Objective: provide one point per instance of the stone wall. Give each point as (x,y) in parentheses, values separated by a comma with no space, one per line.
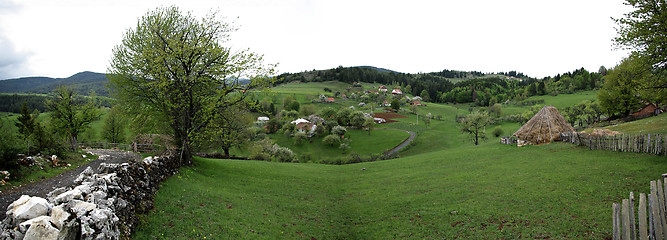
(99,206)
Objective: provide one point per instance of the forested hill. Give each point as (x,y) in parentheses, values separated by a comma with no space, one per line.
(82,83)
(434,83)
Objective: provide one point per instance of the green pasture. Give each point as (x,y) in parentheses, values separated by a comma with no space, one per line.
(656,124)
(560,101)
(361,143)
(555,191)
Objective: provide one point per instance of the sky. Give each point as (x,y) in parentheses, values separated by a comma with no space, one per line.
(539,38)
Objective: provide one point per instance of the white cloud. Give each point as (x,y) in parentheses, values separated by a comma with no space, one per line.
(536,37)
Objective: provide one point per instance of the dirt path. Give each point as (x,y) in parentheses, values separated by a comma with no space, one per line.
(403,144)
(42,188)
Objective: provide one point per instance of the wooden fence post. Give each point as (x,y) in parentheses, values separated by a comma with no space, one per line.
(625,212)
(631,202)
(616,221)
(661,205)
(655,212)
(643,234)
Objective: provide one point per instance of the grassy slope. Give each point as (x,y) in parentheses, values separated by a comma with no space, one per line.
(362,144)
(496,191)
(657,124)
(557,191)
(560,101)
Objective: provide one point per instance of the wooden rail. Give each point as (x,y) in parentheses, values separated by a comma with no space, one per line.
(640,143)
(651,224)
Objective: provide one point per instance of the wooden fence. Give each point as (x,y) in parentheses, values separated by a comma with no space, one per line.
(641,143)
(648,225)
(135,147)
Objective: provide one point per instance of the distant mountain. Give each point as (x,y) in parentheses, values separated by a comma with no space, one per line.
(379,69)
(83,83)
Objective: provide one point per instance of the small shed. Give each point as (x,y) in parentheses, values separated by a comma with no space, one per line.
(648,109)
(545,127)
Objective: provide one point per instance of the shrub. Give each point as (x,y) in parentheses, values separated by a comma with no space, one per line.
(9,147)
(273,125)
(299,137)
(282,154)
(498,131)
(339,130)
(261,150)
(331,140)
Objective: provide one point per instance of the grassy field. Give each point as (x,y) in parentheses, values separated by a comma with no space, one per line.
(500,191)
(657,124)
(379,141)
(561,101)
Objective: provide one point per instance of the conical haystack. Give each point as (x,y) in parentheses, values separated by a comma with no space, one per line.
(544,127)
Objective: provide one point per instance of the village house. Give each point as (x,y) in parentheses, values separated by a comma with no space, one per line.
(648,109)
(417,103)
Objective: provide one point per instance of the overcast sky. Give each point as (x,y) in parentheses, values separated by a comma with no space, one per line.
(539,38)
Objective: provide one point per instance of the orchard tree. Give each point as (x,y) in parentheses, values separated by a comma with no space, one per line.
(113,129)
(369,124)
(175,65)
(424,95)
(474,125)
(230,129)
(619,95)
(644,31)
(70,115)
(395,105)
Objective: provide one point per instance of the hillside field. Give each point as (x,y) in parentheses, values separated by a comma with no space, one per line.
-*-*-
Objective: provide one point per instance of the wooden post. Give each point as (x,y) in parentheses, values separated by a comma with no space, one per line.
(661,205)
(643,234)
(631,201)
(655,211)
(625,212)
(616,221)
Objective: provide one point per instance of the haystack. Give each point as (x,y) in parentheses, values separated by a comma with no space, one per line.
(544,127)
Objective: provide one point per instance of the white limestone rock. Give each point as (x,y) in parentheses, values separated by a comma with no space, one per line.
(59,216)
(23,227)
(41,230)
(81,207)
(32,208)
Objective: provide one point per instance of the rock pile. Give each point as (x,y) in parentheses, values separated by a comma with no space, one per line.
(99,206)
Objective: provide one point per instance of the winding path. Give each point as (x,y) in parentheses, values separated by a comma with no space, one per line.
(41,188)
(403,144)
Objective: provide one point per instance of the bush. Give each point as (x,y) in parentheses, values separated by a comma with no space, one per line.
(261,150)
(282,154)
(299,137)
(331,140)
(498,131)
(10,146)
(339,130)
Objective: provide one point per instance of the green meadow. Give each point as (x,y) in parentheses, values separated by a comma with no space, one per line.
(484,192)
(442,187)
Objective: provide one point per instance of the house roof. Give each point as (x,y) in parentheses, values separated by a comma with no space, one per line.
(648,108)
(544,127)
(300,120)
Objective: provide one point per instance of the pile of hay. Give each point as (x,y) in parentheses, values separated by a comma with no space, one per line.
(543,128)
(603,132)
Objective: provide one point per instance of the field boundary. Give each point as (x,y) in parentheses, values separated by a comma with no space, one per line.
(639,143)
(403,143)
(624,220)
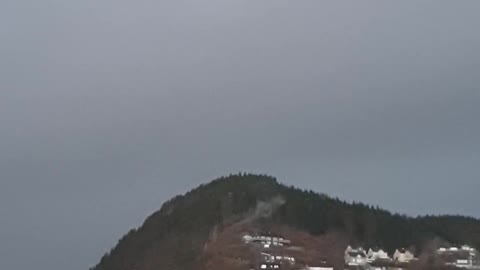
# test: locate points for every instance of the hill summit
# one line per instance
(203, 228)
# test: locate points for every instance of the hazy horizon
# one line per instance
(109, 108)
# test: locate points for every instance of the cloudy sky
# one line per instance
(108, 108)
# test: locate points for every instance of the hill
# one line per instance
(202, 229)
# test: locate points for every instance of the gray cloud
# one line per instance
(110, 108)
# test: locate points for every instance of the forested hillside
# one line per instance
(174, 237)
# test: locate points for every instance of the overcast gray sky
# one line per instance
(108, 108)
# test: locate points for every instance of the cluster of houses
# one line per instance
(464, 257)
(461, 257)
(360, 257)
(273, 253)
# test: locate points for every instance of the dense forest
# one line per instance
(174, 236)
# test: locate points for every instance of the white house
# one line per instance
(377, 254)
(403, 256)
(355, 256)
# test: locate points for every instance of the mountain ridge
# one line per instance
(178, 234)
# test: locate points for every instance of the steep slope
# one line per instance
-*-*-
→ ACTION ITEM:
Going through the lines above one by one, tally those with the word "gray" and give only the total.

→ TASK OUTPUT:
2